**What is needed**
Set down every line below, word for word.

Saved data entries
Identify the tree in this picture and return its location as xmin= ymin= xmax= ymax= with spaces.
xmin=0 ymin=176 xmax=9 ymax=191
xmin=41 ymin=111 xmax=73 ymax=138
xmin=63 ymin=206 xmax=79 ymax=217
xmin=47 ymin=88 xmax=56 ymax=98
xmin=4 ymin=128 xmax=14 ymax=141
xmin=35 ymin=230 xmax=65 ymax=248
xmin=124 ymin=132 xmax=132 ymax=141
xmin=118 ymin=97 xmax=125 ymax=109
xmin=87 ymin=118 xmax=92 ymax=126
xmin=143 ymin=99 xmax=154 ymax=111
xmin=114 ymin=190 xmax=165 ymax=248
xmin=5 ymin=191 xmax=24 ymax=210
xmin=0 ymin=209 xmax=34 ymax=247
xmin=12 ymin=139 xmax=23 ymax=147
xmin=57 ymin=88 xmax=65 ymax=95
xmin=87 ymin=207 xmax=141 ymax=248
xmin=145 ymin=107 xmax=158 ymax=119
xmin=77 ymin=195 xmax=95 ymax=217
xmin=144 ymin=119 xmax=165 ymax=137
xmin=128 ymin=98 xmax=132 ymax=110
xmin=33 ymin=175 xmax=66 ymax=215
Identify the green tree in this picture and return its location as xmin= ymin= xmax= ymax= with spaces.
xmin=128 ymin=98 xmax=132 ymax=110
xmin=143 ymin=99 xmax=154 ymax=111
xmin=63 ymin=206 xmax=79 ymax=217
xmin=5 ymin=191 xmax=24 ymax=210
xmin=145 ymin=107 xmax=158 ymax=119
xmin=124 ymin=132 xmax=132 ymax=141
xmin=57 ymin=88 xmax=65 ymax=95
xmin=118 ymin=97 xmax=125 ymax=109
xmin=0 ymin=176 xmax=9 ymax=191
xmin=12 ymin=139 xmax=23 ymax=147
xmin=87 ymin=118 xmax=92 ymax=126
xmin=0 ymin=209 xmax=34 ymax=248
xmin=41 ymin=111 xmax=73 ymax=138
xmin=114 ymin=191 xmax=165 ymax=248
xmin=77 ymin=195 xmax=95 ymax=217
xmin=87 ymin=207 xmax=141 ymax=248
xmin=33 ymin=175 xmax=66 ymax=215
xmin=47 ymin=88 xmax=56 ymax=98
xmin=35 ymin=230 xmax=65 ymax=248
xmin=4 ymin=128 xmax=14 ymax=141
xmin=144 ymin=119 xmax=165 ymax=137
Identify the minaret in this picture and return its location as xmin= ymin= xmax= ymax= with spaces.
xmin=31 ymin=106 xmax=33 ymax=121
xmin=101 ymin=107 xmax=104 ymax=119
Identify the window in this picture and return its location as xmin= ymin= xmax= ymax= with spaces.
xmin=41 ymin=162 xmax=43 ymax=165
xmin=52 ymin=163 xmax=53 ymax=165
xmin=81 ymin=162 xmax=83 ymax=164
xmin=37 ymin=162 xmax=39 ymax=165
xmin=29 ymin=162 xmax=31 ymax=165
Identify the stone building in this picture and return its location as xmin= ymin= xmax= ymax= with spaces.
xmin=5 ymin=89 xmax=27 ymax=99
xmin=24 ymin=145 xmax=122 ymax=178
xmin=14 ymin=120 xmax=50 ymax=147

**Response area**
Identify the tree in this picture and return its location as xmin= ymin= xmax= ymax= with spaces.
xmin=0 ymin=176 xmax=9 ymax=191
xmin=41 ymin=111 xmax=73 ymax=138
xmin=63 ymin=206 xmax=79 ymax=217
xmin=47 ymin=88 xmax=56 ymax=98
xmin=4 ymin=128 xmax=14 ymax=141
xmin=35 ymin=230 xmax=65 ymax=248
xmin=124 ymin=132 xmax=132 ymax=141
xmin=118 ymin=97 xmax=125 ymax=109
xmin=87 ymin=118 xmax=92 ymax=126
xmin=143 ymin=99 xmax=154 ymax=111
xmin=114 ymin=190 xmax=165 ymax=248
xmin=5 ymin=191 xmax=24 ymax=210
xmin=0 ymin=209 xmax=34 ymax=247
xmin=12 ymin=139 xmax=23 ymax=147
xmin=57 ymin=88 xmax=65 ymax=95
xmin=87 ymin=207 xmax=141 ymax=248
xmin=145 ymin=107 xmax=158 ymax=119
xmin=77 ymin=195 xmax=95 ymax=217
xmin=144 ymin=119 xmax=165 ymax=137
xmin=128 ymin=98 xmax=132 ymax=110
xmin=33 ymin=175 xmax=66 ymax=215
Identify the green tree in this picture and return its location as xmin= ymin= xmax= ymax= with spaces.
xmin=128 ymin=98 xmax=132 ymax=110
xmin=143 ymin=99 xmax=154 ymax=111
xmin=63 ymin=206 xmax=79 ymax=217
xmin=5 ymin=191 xmax=24 ymax=210
xmin=145 ymin=107 xmax=158 ymax=119
xmin=124 ymin=132 xmax=132 ymax=141
xmin=57 ymin=88 xmax=65 ymax=95
xmin=118 ymin=97 xmax=125 ymax=109
xmin=0 ymin=176 xmax=9 ymax=191
xmin=12 ymin=139 xmax=23 ymax=147
xmin=87 ymin=118 xmax=92 ymax=126
xmin=0 ymin=209 xmax=34 ymax=248
xmin=41 ymin=111 xmax=73 ymax=138
xmin=114 ymin=191 xmax=165 ymax=248
xmin=77 ymin=195 xmax=95 ymax=217
xmin=87 ymin=207 xmax=141 ymax=248
xmin=33 ymin=175 xmax=66 ymax=215
xmin=47 ymin=88 xmax=56 ymax=98
xmin=35 ymin=230 xmax=65 ymax=248
xmin=4 ymin=128 xmax=14 ymax=141
xmin=144 ymin=119 xmax=165 ymax=137
Identify the minaret in this picture and return its location as xmin= ymin= xmax= ymax= with spaces.
xmin=31 ymin=106 xmax=33 ymax=121
xmin=101 ymin=107 xmax=104 ymax=119
Identify the window in this picture and return its location as xmin= ymin= xmax= ymax= with spaces.
xmin=41 ymin=162 xmax=43 ymax=165
xmin=52 ymin=163 xmax=53 ymax=165
xmin=81 ymin=162 xmax=83 ymax=164
xmin=37 ymin=162 xmax=39 ymax=165
xmin=29 ymin=162 xmax=31 ymax=165
Identify the stone building in this picture and return its location as xmin= ymin= xmax= ymax= with spaces.
xmin=5 ymin=89 xmax=27 ymax=99
xmin=24 ymin=145 xmax=122 ymax=178
xmin=14 ymin=120 xmax=50 ymax=147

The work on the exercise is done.